*AIM*
Output the lines of the data below as a JSON list of strings, one string per line, starting with the line that contains "Target: purple flag flower" and going on through the last line of the data. Skip blank lines and leave out the picture lines.

··· DATA SUPPLIED ···

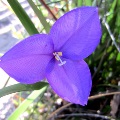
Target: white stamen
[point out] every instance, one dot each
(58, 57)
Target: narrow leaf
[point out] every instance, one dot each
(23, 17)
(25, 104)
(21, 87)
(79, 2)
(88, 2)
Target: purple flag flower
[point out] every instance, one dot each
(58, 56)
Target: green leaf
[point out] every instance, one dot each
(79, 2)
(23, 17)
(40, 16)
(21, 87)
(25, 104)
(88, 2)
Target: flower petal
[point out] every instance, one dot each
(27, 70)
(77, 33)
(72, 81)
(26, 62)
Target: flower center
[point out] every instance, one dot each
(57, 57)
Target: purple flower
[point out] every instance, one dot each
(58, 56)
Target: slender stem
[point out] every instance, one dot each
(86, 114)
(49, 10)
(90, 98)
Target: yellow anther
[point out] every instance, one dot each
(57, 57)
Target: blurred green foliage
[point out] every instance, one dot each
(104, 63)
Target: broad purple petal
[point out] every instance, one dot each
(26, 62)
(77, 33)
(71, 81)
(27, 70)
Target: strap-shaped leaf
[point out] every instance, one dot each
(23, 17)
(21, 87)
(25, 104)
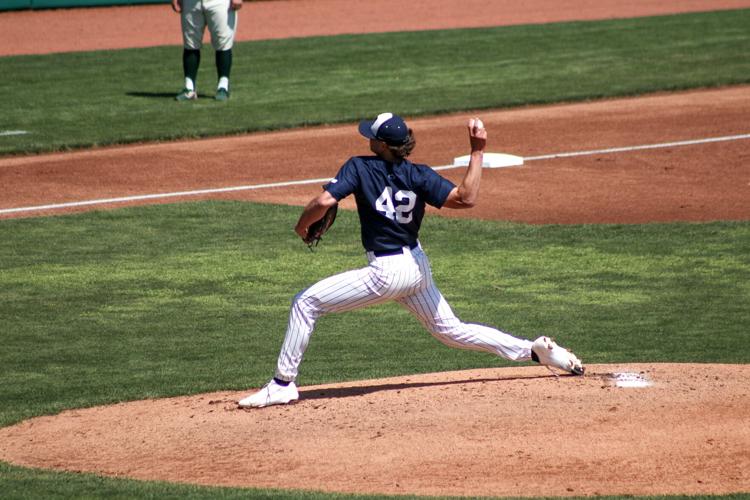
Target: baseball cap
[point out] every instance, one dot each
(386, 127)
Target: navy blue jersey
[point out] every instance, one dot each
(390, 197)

···

*RESPONSE BELOW*
[
  "Target: purple flag flower",
  "[point out] every instance, one dot each",
  "(58, 56)",
  "Target: green leaf",
  "[point out] every instance, one dot each",
  "(79, 2)",
  "(23, 17)",
  "(40, 16)",
  "(21, 87)",
  "(25, 104)",
  "(88, 2)",
  "Target: flower petal",
  "[point out] every instance, one dot each",
  "(27, 70)",
  "(77, 33)",
  "(72, 81)",
  "(26, 62)",
  "Target: flower center",
  "[point out] every instance, one dot each",
  "(57, 57)",
  "Target: purple flower",
  "[point out] every instance, one dot each",
  "(58, 56)",
  "Target: slender stem",
  "[point out] every instance, one dot each",
  "(86, 114)",
  "(49, 10)",
  "(90, 98)",
  "Target: yellow anther",
  "[point out] every instance, one dot each",
  "(57, 57)",
  "Target: blurred green foliage",
  "[point out] every instance, one dot each",
  "(104, 63)",
  "Target: broad purple petal",
  "[point out] every instance, one dot each",
  "(26, 62)",
  "(77, 33)",
  "(71, 81)",
  "(27, 70)",
  "Target: strap-shaped leaf",
  "[point out] every instance, one dot each",
  "(23, 17)",
  "(21, 87)",
  "(25, 104)",
  "Target: baseball cap",
  "[point out] every instance, one dot each",
  "(386, 127)",
  "Target: navy blue jersey",
  "[point out] every instance, one dot each",
  "(390, 197)"
]